↓↓↓

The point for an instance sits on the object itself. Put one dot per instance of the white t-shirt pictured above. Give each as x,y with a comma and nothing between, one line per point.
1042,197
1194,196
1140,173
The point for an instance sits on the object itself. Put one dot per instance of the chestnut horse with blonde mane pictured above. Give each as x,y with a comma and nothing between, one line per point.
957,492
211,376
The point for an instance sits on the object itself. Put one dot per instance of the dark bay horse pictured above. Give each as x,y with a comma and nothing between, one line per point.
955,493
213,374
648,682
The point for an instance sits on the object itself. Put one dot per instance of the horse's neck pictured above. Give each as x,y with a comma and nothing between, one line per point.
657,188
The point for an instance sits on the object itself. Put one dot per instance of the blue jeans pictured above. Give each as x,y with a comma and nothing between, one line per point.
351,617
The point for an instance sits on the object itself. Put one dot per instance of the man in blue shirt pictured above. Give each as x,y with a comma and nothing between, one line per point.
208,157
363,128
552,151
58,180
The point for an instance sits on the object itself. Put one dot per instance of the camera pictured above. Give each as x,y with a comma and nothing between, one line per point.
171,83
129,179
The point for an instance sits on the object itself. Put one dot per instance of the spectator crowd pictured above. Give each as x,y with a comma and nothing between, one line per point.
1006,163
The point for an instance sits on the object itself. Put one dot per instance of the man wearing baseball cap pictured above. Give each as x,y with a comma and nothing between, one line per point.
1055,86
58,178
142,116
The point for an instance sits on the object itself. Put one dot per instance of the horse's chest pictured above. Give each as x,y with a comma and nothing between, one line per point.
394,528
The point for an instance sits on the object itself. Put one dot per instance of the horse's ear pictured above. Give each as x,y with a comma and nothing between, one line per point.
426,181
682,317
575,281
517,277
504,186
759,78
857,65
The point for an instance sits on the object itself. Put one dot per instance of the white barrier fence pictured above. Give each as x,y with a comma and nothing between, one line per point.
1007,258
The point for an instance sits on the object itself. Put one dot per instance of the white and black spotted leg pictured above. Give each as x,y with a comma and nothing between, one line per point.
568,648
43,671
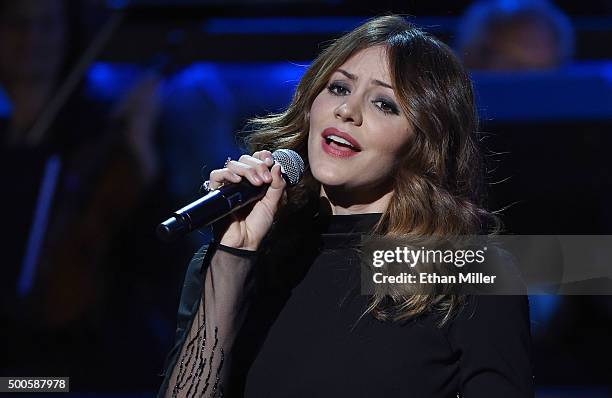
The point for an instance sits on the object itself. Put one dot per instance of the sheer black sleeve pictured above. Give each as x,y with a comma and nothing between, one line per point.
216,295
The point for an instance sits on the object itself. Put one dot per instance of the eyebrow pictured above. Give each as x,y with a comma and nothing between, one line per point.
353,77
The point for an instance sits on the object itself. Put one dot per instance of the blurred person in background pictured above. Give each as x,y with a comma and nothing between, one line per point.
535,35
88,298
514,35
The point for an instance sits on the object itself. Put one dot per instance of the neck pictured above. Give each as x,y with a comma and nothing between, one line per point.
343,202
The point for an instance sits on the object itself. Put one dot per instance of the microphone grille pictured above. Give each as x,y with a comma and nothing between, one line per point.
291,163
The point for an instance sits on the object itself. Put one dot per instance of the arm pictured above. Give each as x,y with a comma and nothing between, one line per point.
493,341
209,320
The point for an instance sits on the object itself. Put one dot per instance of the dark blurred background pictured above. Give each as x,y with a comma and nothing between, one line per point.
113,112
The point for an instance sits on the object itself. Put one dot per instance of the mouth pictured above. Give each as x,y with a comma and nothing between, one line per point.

↑↑↑
↓↓↓

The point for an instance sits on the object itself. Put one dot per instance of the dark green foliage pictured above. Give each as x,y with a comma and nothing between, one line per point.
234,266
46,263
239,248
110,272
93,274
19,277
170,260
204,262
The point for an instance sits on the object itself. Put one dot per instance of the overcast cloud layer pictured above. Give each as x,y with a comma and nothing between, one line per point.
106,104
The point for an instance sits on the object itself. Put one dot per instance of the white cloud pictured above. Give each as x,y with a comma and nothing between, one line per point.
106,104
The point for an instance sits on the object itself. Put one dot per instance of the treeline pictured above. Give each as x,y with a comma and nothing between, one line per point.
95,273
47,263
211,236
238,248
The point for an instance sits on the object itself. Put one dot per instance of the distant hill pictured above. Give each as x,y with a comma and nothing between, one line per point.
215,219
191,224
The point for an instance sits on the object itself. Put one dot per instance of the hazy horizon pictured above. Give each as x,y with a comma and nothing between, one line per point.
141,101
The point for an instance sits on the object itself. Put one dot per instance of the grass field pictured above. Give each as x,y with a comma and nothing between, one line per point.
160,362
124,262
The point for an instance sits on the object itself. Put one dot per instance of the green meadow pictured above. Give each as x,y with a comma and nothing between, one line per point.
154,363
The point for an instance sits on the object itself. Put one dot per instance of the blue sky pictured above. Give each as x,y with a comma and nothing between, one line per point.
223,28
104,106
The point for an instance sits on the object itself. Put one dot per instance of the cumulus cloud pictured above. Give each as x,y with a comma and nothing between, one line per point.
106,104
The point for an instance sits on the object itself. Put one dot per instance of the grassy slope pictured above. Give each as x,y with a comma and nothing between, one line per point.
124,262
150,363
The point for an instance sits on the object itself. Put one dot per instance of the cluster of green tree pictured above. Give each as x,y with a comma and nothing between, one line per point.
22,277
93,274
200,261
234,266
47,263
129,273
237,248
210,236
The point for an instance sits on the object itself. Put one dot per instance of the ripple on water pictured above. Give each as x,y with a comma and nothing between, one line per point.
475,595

↑↑↑
↓↓↓

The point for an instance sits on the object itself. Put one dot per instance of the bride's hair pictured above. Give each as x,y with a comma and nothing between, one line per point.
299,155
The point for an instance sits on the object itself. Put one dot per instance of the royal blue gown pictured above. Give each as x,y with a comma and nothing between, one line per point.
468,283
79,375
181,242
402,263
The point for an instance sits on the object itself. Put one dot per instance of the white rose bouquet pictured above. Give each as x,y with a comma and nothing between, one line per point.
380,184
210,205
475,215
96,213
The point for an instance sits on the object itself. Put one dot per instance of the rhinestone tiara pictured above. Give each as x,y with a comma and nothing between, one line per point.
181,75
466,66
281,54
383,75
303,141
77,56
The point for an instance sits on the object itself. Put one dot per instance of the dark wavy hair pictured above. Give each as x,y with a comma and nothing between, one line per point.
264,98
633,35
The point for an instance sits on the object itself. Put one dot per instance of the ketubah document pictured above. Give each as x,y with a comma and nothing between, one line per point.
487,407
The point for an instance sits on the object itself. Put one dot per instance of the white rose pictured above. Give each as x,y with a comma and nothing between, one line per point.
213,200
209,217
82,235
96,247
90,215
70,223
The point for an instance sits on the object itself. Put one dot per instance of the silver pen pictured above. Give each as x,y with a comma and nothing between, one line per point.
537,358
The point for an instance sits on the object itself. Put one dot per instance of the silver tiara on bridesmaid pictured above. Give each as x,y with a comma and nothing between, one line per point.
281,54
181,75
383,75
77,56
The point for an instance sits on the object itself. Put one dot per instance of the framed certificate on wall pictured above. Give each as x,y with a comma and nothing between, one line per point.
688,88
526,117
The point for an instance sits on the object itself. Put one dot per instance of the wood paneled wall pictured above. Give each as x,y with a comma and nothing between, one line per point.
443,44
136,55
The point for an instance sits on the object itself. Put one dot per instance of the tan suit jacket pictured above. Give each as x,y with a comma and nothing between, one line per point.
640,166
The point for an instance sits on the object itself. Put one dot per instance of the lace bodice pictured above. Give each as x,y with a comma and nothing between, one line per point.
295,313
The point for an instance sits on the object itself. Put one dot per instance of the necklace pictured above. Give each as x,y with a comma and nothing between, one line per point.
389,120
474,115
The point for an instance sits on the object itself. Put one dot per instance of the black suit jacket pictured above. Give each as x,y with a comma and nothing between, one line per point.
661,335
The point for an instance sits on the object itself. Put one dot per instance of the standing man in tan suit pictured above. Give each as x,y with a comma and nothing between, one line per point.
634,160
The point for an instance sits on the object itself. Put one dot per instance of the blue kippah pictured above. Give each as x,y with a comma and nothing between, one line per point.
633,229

↑↑↑

Requirement>
Count the lines in the items above that contain the word "rose". Reply with only the number.

The response>
2